Extract to read »
- - -
Photo by by Ricornel Productions

Cinderella
Main Street Theater's other cash cow for the holidays are its Theater for Youth productions at the always bustling Midtown Arts & Theater Center Houston (MATCH). This year's entry is a very fine rendition of Rodgers and Hammerstein's Cinderella (1957). Their only collaboration especially for television, the titans wrote the title role expressly for Julie Andrews, who was still wowing on Broadway in My Fair Lady. The live broadcast was, at the time, the most-watched program in television's young history. Various incarnations would follow on television, most notably Leslie Ann Warren's (1965), until a Broadway production was finally mounted in 2013.

R&H's show is sweet and savory, and hearing the music you could immediately guess that Richard Rodgers composed it. There are hints of Carousel's chromatic diapason, lilting love ballads (“Do I Love You Because You're Beautiful”), charmers like “In My Own Little Corner” (which could have stepped out of Oklahoma), a lush waltz, the Fairy Godmother's ditty “Impossible,” and the grand anthem, “There's Music in You.” The songs, still better than most, are not as praise-worthy of the duo's greatest hits, but they're certainly better than serviceable. The book by Tom Briggs, adapted from Hammerstein and Robert L. Freedman's teleplay, is graceful, while the storybook setting and costumes (Liz Freese and Amber Stepanik) serve the fairy tale ambiance with distinction.

This is, after all, theater for children, but nothing looks cheap or jerry-rigged. The tiny princesses and princes in the audience were mostly enrapt, especially by the rat and cat puppets by Afsaneh Aayani, masterfully and comically manipulated by Chad Fontenot, Matt Hurt, and Jessy Martin, who then double in the ensemble cast. This is pared-down Broadway, and the stage at times felt a bit sparsely populated – 13 do not make a King's ball – but the kids seemed delighted, even if some of Hammerstein's wordplay went over their little heads. It delighted me.
- - -
Dataset extract »
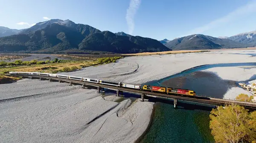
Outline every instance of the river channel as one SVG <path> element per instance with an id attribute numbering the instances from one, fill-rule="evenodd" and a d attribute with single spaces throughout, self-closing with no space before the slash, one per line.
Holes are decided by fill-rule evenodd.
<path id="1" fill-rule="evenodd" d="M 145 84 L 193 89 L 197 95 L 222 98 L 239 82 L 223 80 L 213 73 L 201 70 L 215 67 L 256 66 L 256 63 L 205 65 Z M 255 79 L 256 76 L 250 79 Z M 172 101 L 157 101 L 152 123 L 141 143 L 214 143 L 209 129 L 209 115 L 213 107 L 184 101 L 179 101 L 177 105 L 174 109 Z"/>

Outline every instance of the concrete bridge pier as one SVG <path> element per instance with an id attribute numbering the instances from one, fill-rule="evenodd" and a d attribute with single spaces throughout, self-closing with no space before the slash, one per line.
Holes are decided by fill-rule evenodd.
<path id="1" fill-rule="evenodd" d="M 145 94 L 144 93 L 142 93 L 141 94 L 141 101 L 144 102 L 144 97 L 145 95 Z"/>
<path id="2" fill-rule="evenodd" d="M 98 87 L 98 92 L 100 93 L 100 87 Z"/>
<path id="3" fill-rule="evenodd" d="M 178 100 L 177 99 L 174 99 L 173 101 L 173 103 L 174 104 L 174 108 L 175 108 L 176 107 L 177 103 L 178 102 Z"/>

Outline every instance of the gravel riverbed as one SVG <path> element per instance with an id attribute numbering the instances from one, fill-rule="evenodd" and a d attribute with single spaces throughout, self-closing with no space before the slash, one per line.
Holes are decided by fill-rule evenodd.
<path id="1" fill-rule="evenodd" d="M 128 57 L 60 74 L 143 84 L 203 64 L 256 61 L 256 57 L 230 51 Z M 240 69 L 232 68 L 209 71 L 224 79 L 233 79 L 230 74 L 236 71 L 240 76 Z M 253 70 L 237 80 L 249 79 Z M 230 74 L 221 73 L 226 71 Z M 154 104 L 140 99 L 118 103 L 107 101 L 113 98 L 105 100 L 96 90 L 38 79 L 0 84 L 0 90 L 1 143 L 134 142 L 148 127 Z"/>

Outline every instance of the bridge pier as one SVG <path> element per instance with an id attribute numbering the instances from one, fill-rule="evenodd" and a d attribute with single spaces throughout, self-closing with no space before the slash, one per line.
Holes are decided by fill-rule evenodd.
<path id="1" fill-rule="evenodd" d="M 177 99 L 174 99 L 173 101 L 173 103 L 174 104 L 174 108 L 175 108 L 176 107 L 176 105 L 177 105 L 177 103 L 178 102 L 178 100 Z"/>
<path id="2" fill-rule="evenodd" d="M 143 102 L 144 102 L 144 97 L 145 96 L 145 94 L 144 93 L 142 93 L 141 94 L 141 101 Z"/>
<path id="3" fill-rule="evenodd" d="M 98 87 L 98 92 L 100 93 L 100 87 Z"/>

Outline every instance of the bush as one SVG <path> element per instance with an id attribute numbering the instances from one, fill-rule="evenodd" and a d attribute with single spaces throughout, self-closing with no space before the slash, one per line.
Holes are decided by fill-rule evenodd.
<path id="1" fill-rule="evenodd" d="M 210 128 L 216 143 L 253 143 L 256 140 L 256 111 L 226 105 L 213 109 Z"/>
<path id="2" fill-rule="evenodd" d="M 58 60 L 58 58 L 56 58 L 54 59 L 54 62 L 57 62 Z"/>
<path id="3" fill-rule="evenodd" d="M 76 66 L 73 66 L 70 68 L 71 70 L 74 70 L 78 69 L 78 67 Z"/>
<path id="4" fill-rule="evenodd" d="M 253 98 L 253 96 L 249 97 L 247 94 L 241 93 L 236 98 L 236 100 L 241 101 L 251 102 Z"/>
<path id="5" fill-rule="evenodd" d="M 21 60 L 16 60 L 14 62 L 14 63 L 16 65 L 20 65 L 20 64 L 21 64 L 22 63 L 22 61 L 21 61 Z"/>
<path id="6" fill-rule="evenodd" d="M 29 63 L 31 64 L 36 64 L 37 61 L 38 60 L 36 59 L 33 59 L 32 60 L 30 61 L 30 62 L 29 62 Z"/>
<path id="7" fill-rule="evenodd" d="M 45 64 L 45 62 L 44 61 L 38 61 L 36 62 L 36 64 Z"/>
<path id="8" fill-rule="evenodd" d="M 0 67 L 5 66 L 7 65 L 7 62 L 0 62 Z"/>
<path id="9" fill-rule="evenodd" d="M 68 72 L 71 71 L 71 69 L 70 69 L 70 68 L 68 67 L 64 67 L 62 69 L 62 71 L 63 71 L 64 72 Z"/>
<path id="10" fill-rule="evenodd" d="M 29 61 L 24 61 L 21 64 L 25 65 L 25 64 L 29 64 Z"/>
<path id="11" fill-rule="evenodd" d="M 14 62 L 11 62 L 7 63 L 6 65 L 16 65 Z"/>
- - -
What you are asked to do » From the Cinderella review above, copy the passage word for word, starting at "R&H's show is" and ending after "ambiance with distinction.".

Reply »
R&H's show is sweet and savory, and hearing the music you could immediately guess that Richard Rodgers composed it. There are hints of Carousel's chromatic diapason, lilting love ballads (“Do I Love You Because You're Beautiful”), charmers like “In My Own Little Corner” (which could have stepped out of Oklahoma), a lush waltz, the Fairy Godmother's ditty “Impossible,” and the grand anthem, “There's Music in You.” The songs, still better than most, are not as praise-worthy of the duo's greatest hits, but they're certainly better than serviceable. The book by Tom Briggs, adapted from Hammerstein and Robert L. Freedman's teleplay, is graceful, while the storybook setting and costumes (Liz Freese and Amber Stepanik) serve the fairy tale ambiance with distinction.